• _PROBLEM STATEMENT_: Rewrite the items below, switching every "rough mask" to "coarse mask" and leaving all other text unchanged.

Dataset items:
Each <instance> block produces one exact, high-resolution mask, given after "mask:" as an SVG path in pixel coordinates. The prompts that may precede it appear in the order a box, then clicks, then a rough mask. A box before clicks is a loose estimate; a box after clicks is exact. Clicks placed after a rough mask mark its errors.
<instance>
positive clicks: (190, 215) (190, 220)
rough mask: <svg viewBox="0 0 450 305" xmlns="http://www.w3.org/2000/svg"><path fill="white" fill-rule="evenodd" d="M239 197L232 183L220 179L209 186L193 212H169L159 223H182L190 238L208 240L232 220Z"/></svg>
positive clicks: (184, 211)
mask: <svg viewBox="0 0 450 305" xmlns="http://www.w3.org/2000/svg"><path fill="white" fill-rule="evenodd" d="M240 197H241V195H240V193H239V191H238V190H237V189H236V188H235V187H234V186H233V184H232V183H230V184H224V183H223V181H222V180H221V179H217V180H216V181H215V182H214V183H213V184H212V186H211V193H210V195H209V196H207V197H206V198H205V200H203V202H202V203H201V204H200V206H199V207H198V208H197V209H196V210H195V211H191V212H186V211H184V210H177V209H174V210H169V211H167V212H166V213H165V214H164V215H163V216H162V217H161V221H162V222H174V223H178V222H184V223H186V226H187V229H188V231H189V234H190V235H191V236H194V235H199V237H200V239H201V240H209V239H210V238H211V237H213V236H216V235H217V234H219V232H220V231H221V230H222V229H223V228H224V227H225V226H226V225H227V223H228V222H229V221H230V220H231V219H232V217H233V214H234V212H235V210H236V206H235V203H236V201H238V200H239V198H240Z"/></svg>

• _OUTPUT OF THE TASK_:
Each <instance> block produces one exact, high-resolution mask, given after "mask:" as an SVG path in pixel coordinates. The prompts that may precede it appear in the order a box, then clicks, then a coarse mask. A box before clicks is a loose estimate; a box after clicks is exact. Clicks placed after a coarse mask mark its errors.
<instance>
positive clicks: (190, 215) (190, 220)
coarse mask: <svg viewBox="0 0 450 305" xmlns="http://www.w3.org/2000/svg"><path fill="white" fill-rule="evenodd" d="M239 197L232 183L220 179L209 186L193 212H169L159 223H182L190 238L208 240L232 220Z"/></svg>
positive clicks: (184, 211)
mask: <svg viewBox="0 0 450 305" xmlns="http://www.w3.org/2000/svg"><path fill="white" fill-rule="evenodd" d="M240 197H241V195H240V193H239V191H238V190H237V189H236V188H235V187H234V186H233V184H232V183H230V184H224V183H223V181H222V180H221V179H217V180H216V181H215V182H214V183H213V184H212V186H211V193H210V195H209V196H207V197H206V198H205V200H203V202H202V203H201V204H200V206H199V207H198V208H197V209H196V210H195V211H191V212H186V211H184V210H177V209H174V210H169V211H167V212H166V213H165V214H164V215H163V216H162V217H161V221H162V222H174V223H178V222H184V223H186V226H187V229H188V231H189V234H190V235H191V236H194V235H199V237H200V239H201V240H209V239H210V238H211V237H213V236H216V235H217V234H219V232H220V231H221V230H222V229H223V228H224V227H225V226H226V225H227V223H228V222H229V221H230V220H231V219H232V217H233V214H234V212H235V210H236V206H235V203H236V201H238V200H239V198H240Z"/></svg>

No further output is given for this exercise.